**EXERCISE DIRECTIONS:** Output the records. Match them exactly.

** START PROVIDED DATA **

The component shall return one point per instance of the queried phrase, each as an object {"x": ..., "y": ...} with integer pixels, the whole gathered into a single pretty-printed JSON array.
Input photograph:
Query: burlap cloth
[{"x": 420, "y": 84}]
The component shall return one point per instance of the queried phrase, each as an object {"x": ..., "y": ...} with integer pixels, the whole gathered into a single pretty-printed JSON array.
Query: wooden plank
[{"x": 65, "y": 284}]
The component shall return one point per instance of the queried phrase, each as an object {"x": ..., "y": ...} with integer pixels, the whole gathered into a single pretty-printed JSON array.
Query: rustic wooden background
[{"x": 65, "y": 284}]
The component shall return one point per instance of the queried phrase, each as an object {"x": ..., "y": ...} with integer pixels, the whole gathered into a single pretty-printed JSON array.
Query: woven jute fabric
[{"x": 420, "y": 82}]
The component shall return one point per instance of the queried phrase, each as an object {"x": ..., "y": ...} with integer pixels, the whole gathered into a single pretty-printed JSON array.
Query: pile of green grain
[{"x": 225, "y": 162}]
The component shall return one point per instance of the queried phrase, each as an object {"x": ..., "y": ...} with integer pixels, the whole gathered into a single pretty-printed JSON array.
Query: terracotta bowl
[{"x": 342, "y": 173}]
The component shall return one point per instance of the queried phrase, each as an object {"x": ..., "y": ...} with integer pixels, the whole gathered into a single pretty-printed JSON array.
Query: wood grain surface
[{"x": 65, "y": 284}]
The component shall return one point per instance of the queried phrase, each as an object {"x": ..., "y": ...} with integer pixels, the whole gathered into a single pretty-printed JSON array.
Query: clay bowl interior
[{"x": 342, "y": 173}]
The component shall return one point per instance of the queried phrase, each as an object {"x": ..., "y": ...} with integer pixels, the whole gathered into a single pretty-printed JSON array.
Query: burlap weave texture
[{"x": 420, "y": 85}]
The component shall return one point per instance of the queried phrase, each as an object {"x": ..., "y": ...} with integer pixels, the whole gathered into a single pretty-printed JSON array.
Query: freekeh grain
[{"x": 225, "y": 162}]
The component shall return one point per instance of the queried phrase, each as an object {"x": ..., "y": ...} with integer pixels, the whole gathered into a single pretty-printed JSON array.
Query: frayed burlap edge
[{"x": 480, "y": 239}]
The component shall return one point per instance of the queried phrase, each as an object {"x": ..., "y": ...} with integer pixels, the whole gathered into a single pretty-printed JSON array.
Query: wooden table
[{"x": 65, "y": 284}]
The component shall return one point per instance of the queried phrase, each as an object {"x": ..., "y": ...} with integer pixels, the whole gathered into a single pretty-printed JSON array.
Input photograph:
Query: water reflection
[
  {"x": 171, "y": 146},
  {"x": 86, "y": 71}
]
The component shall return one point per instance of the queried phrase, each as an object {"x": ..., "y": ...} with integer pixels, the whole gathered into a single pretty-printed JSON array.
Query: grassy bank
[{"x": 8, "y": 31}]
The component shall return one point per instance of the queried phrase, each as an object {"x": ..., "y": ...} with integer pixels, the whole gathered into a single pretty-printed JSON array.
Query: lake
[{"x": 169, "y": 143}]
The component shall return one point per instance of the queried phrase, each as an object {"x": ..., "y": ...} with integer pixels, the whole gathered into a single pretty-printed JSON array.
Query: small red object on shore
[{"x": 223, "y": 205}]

** END PROVIDED DATA **

**ANSWER BELOW:**
The component shall return one point per instance of the queried phrase, each as an object {"x": ..., "y": ...} with integer pixels, the whole gathered into a single pretty-printed JSON array.
Input photograph:
Query: burlap cloth
[{"x": 420, "y": 84}]
The component shall return one point per instance of the queried phrase, each as an object {"x": ..., "y": ...} with integer pixels, the whole gathered into a single pretty-printed JSON array.
Query: wooden plank
[{"x": 65, "y": 284}]
The component shall return one point per instance of the queried phrase, each as an object {"x": ..., "y": ...} with integer pixels, the whole gathered into a single pretty-printed JSON array.
Query: rustic wooden background
[{"x": 65, "y": 284}]
The component shall return one point per instance of the queried phrase, each as an object {"x": ..., "y": ...} with integer pixels, the whole gathered into a single pretty-printed JSON array.
Query: woven jute fabric
[{"x": 420, "y": 82}]
The component shall return one point per instance of the queried phrase, each as an object {"x": ..., "y": ...} with integer pixels, the whole gathered into a single pretty-printed JSON array.
Query: pile of green grain
[{"x": 225, "y": 162}]
The component shall return one point per instance of the queried phrase, each as an object {"x": ..., "y": ...} with integer pixels, the whole gathered into a single pretty-printed JSON array.
Query: terracotta bowl
[{"x": 342, "y": 173}]
The component shall return one point per instance of the queried phrase, each as an object {"x": ..., "y": ...} with integer pixels, the whole gathered into a single pretty-printed JSON array.
Query: wood grain surface
[{"x": 65, "y": 284}]
The component shall return one point per instance of the queried phrase, each as an object {"x": ..., "y": ...} with integer pixels, the whole gathered into a single pretty-printed JSON array.
Query: clay bowl interior
[{"x": 342, "y": 173}]
The component shall return one point per instance of the queried phrase, each as an object {"x": ..., "y": ...} with integer pixels, the whole gathered into a single pretty-printed JSON array.
Query: burlap weave texture
[{"x": 420, "y": 85}]
The component shall return one point per instance of the queried phrase, each as an object {"x": ..., "y": ...} with integer pixels, the whole gathered into a single pretty-printed JSON array.
Query: freekeh grain
[{"x": 225, "y": 162}]
The component shall return one point per instance of the queried phrase, each as an object {"x": ..., "y": ...} with integer pixels, the whole gathered into a single pretty-printed JSON array.
Query: frayed burlap edge
[{"x": 480, "y": 239}]
The component shall return one point per instance of the queried phrase, each as an object {"x": ..., "y": ...} with integer pixels, the whole gathered into a single pretty-printed JSON array.
Query: wooden table
[{"x": 65, "y": 284}]
The component shall return one point per instance of the queried phrase, each as an object {"x": ..., "y": ...} with integer pixels, the whole gathered into a single pretty-printed JSON array.
Input photograph:
Query: water reflection
[
  {"x": 171, "y": 146},
  {"x": 86, "y": 71}
]
The component shall return one point per instance of the queried phrase, each as an object {"x": ..., "y": ...} with integer pixels, the whole gathered into a single pretty-printed JSON array.
Query: grassy bank
[{"x": 8, "y": 31}]
The component shall return one point per instance of the queried phrase, each as an object {"x": ..., "y": ...} with integer pixels, the whole gathered into a single pretty-printed JSON array.
Query: lake
[{"x": 169, "y": 143}]
The component shall return one point per instance of the queried phrase, each as an object {"x": ..., "y": ...} with integer pixels, the whole gathered into a single pretty-printed JSON array.
Query: small red object on shore
[{"x": 223, "y": 205}]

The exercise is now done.